(Task directions): Arrange every line of the items below as a JSON list of strings, one string per line, with blank lines left out. Omit the pictures from the list.

>>>

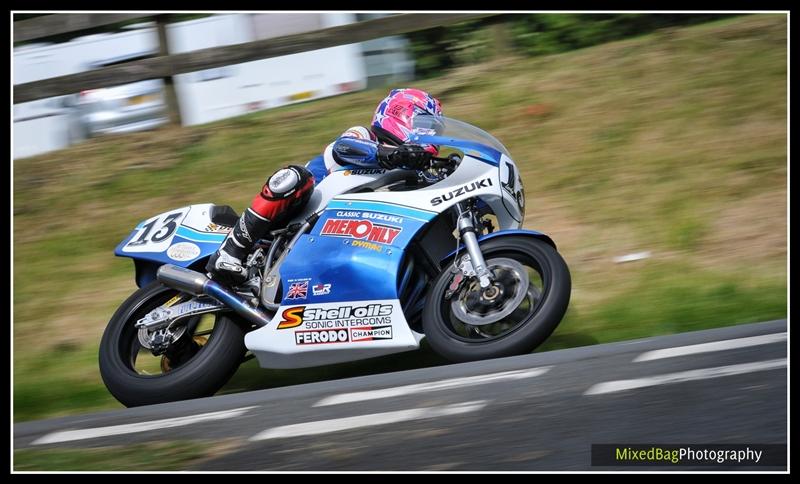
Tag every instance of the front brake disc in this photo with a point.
(510, 287)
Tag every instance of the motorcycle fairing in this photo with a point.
(181, 237)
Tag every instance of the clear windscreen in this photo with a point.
(452, 128)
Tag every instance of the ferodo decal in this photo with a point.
(321, 336)
(360, 230)
(461, 191)
(337, 317)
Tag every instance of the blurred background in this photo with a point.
(653, 149)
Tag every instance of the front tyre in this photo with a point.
(513, 316)
(197, 365)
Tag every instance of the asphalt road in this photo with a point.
(533, 412)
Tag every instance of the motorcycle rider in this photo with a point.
(384, 144)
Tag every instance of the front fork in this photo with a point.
(466, 228)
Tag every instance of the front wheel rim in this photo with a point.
(532, 301)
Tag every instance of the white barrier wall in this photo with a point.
(204, 96)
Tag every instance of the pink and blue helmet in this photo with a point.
(395, 114)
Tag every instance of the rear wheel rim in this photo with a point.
(141, 362)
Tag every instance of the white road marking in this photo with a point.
(360, 421)
(431, 386)
(69, 435)
(713, 346)
(701, 374)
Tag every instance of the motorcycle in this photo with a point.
(376, 261)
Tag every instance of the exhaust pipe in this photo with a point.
(198, 284)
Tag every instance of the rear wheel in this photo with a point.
(513, 316)
(196, 364)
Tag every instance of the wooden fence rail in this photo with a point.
(170, 65)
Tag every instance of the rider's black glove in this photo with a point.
(410, 157)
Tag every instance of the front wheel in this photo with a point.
(197, 364)
(517, 313)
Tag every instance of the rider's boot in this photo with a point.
(284, 193)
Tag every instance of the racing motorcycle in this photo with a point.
(377, 260)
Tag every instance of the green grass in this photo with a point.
(674, 143)
(153, 456)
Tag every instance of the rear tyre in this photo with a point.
(196, 365)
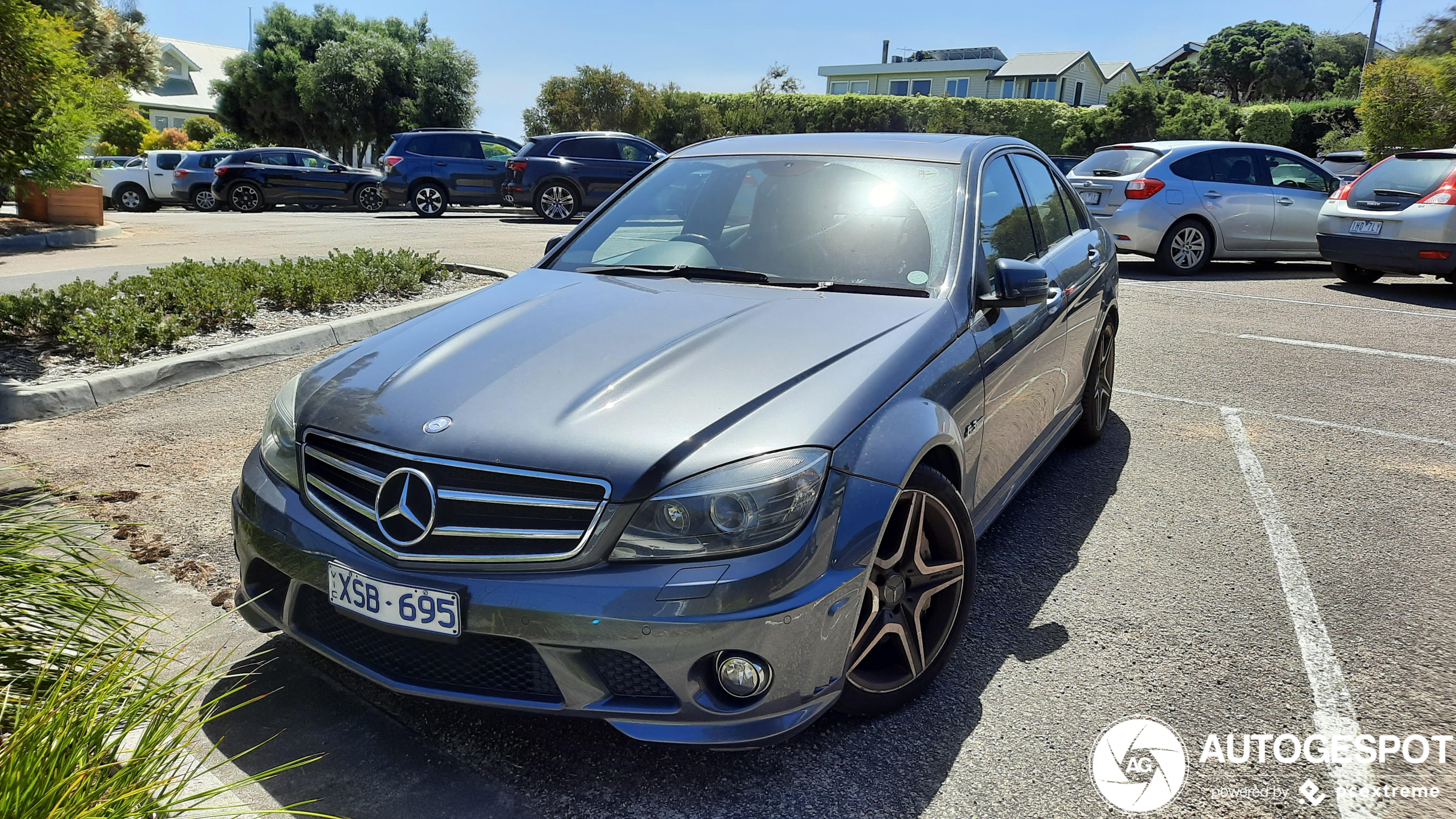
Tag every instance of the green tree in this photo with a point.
(594, 99)
(335, 82)
(50, 101)
(1260, 60)
(112, 40)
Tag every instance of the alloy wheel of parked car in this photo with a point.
(429, 201)
(557, 203)
(131, 200)
(913, 607)
(1185, 249)
(1097, 395)
(245, 197)
(370, 200)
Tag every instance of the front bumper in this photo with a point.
(794, 606)
(1394, 255)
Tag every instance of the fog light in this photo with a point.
(743, 677)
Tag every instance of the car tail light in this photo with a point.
(1144, 188)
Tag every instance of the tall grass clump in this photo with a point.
(95, 723)
(124, 318)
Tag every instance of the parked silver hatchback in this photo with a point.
(1187, 203)
(1397, 217)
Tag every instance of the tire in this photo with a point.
(369, 200)
(204, 201)
(915, 600)
(429, 200)
(1185, 249)
(245, 198)
(1097, 393)
(557, 203)
(131, 198)
(1350, 274)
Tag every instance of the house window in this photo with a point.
(1042, 89)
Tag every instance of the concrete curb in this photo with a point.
(19, 402)
(57, 239)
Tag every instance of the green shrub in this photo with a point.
(123, 318)
(1267, 124)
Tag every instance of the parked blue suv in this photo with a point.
(432, 169)
(561, 175)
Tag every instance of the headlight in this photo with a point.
(753, 504)
(280, 441)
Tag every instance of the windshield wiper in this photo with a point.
(679, 271)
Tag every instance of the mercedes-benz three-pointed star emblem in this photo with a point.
(405, 507)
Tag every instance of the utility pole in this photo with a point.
(1375, 28)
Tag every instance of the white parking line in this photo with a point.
(1287, 300)
(1295, 418)
(1334, 712)
(1347, 348)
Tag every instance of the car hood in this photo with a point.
(637, 382)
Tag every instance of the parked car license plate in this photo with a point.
(410, 607)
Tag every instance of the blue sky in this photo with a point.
(721, 47)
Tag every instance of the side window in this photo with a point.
(1047, 215)
(1289, 172)
(1005, 222)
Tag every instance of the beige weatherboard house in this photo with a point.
(188, 72)
(1068, 76)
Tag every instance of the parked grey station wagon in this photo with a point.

<<<

(Exercise response):
[
  "Tag every instance of the front brake disc in this photo with a point.",
  "(510, 287)",
  "Tag every instance of the motorcycle fairing in this photo with a point.",
  "(181, 237)",
  "Tag every instance of the clear windscreen in this photo with a point.",
  "(452, 128)",
  "Tag every instance of the ferodo decal in this photo with a point.",
  "(321, 336)",
  "(360, 230)",
  "(461, 191)",
  "(337, 317)",
  "Tag every instance of the blurred background in this photo with a point.",
  "(653, 149)",
  "Tag every instance of the front tyre in this photo with a point.",
  "(513, 316)",
  "(197, 365)",
  "Tag every instance of the asphalt road in this photo with a point.",
  "(533, 412)",
  "Tag every instance of the motorcycle rider in this photo with a point.",
  "(384, 144)",
  "Tag every instance of the front fork in this photo with a point.",
  "(466, 228)",
  "Tag every instance of the front wheel rim in this photo with a point.",
  "(532, 301)",
  "Tag every instance of the white barrier wall in this photo with a point.",
  "(204, 96)",
  "Tag every instance of the pink and blue helmet in this photo with a point.",
  "(395, 114)",
  "Tag every instance of the rear wheel rim in this photo with a point.",
  "(141, 362)",
  "Tag every instance of the white road marking in this photo with a point.",
  "(360, 421)",
  "(431, 386)",
  "(69, 435)",
  "(713, 346)",
  "(701, 374)",
  "Tag every instance of the motorcycle in this photo with a point.",
  "(376, 261)",
  "Tag every instance of the exhaust pipe in this photo with a point.",
  "(198, 284)",
  "Tag every instance of the rear wheel in this photo with a point.",
  "(513, 316)",
  "(196, 364)",
  "Tag every instance of the wooden fence rail in this photo with a point.",
  "(170, 65)",
  "Tag every instance of the rider's black glove in this photo with a point.",
  "(410, 157)",
  "Tag every instance of the front wheel in this photo with a point.",
  "(197, 364)",
  "(517, 313)",
  "Tag every instance of the rider's boot in this photo with a point.",
  "(284, 193)",
  "Tag every instance of the racing motorcycle in this photo with a point.",
  "(377, 260)",
  "Tag every instance of the green grass in this photo with a point.",
  "(674, 143)",
  "(153, 456)",
  "Tag every instance of the rear tyre in this photo with a point.",
  "(196, 365)",
  "Tag every instance of the green tree in this photo with a point.",
  "(594, 99)",
  "(335, 82)",
  "(50, 101)",
  "(1260, 60)",
  "(112, 40)",
  "Tag every instance of the alloy wheel of parked car in this photo with a point.",
  "(429, 201)",
  "(557, 203)",
  "(131, 200)",
  "(913, 607)",
  "(1185, 249)",
  "(1097, 395)",
  "(245, 197)",
  "(370, 200)",
  "Tag every instance of the front bumper in this photo with a point.",
  "(794, 606)",
  "(1394, 255)",
  "Tag every instance of the fog light in this photo with a point.",
  "(743, 677)",
  "Tag every instance of the car tail light in this photo with a point.",
  "(1144, 188)",
  "Tag every instance of the tall grass clump in this photo with a point.",
  "(95, 723)",
  "(124, 318)",
  "Tag every instance of the parked silver hatchback in this photo with a point.",
  "(1187, 203)",
  "(1397, 217)",
  "Tag every instance of the tire in this photo with a point.",
  "(369, 200)",
  "(204, 201)",
  "(915, 600)",
  "(429, 200)",
  "(1185, 249)",
  "(245, 198)",
  "(1097, 393)",
  "(557, 203)",
  "(131, 198)",
  "(1350, 274)",
  "Tag every instance of the house window in this photo with a point.",
  "(1042, 89)",
  "Tag every instance of the concrete curb in this photo with a point.",
  "(19, 402)",
  "(57, 239)",
  "Tag every instance of the green shrub in this photo with a point.",
  "(123, 318)",
  "(1267, 124)",
  "Tag every instance of the parked blue suv in this photo with a point.",
  "(432, 169)",
  "(561, 175)",
  "Tag every instance of the headlight in this photo with a point.",
  "(753, 504)",
  "(280, 441)",
  "Tag every instance of the windshield wiper in this photo with a point.",
  "(679, 271)",
  "Tag every instance of the mercedes-benz three-pointed star emblem in this photo with a point.",
  "(405, 507)",
  "Tag every instance of the utility pole in this photo with a point.",
  "(1375, 28)",
  "Tag every instance of the white parking line in this photo with a point.",
  "(1287, 300)",
  "(1295, 418)",
  "(1334, 712)",
  "(1347, 348)",
  "Tag every instance of the car hood in this photo with a point.",
  "(637, 382)",
  "Tag every instance of the parked car license plate in this photo with a point.",
  "(410, 607)",
  "Tag every instance of the blue sky in this photo with a point.",
  "(721, 47)",
  "Tag every instance of the side window in this photo with a point.",
  "(1047, 215)",
  "(1289, 172)",
  "(1005, 222)",
  "Tag every instance of the beige weatherboard house in this photo with a point.",
  "(188, 72)",
  "(1068, 76)",
  "Tag every instance of the parked grey station wagon in this photo with a point."
]